ЗАДАНИЯ:
1) Определите, соответствуют ли утверждения (a), (b) и (c) отрывку о дипломатическом приеме. Для каждого ответьте «да» или «нет» и приведите решающие слова отрывка дословно в кавычках. (a) Прием закончился приблизительно в полночь. (b) С югославами рассказчик разговаривал по-английски. (c) Югославский партработник советовал смотреть на существующее положение сквозь розовые очки.
2) Измените предоставленные строки с определением положения, заменив везде «rear windscreen wiper» на «back window wiper», и приведите их заново, больше ничего не трогая. Изображения в ответ не включайте.

ПРЕДОСТАВЛЕННЫЙ ОТРЫВОК:

На приеме присутствовали дипломаты всех не–советских стран и несколько советских представителей. Никто из гостей не подозревал, что среди них находился оппозиционный ответработник СЕПГ и преподаватель Высшей партийной школы имени Карла Маркса. Разумеется, я не выявлял себя ни малейшим намеком. Если у буфета или в небольших группах нельзя было избежать разговора, то я говорил по–английски, а с югославами по–русски.
Приблизительно в полночь дипломатический прием был окончен.
— Останься ненадолго, поговорим еще, — сказали мне.
Поскольку остались свои люди, настроение было прекрасное. Мы сидели небольшими группами. Вдруг один югослав встал и произнес несколько сердечных слов о революции и о предстоящей борьбе. Он с презрением говорил о коминформовской клевете и тут я впервые услыхал слова, которые мне так часто пришлось затем слышать в Югославии: «Истина мора победити» («правда должна победить!»).
Крупный югославский партработник подошел к моему столу:
— Товарищ Леонгард, мы слышали, что вы хотели бы перейти к нам. Мы, со своей стороны, ничего против этого не имеем. Мы были бы рады, если бы вы были с нами именно в это время. Но, пожалуйста, не рисуйте себе ложной картины — у нас в Югославии жить не легко и следующие месяцы, а может быть и годы, будет еще труднее. Не смотрите на существующее положение сквозь розовые очки. Перед нами большие трудности. Может быть, вы хотите еще раз всё продумать.

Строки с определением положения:

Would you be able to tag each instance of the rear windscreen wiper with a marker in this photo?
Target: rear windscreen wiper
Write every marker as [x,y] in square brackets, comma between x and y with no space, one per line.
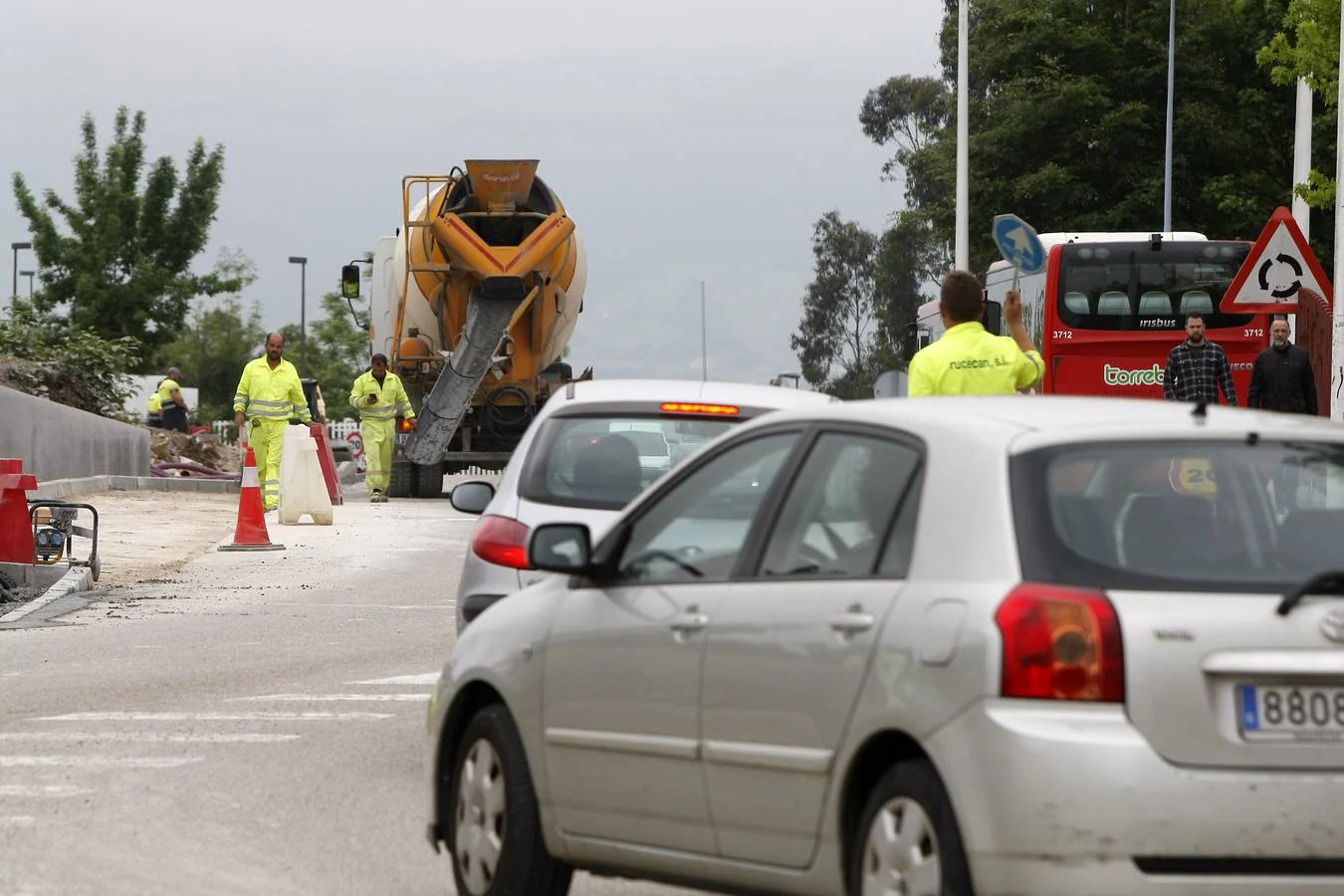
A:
[1328,580]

ОТВЕТЫ К УПРАЖНЕНИЮ:
1)
(a) Да: «Приблизительно в полночь дипломатический прием был окончен».
(b) Нет: «я говорил по–английски, а с югославами по–русски».
(c) Нет: «Не смотрите на существующее положение сквозь розовые очки».

2)
Would you be able to tag each instance of the back window wiper with a marker in this photo?
Target: back window wiper
Write every marker as [x,y] in square brackets, comma between x and y with no space, one per line.
A:
[1328,580]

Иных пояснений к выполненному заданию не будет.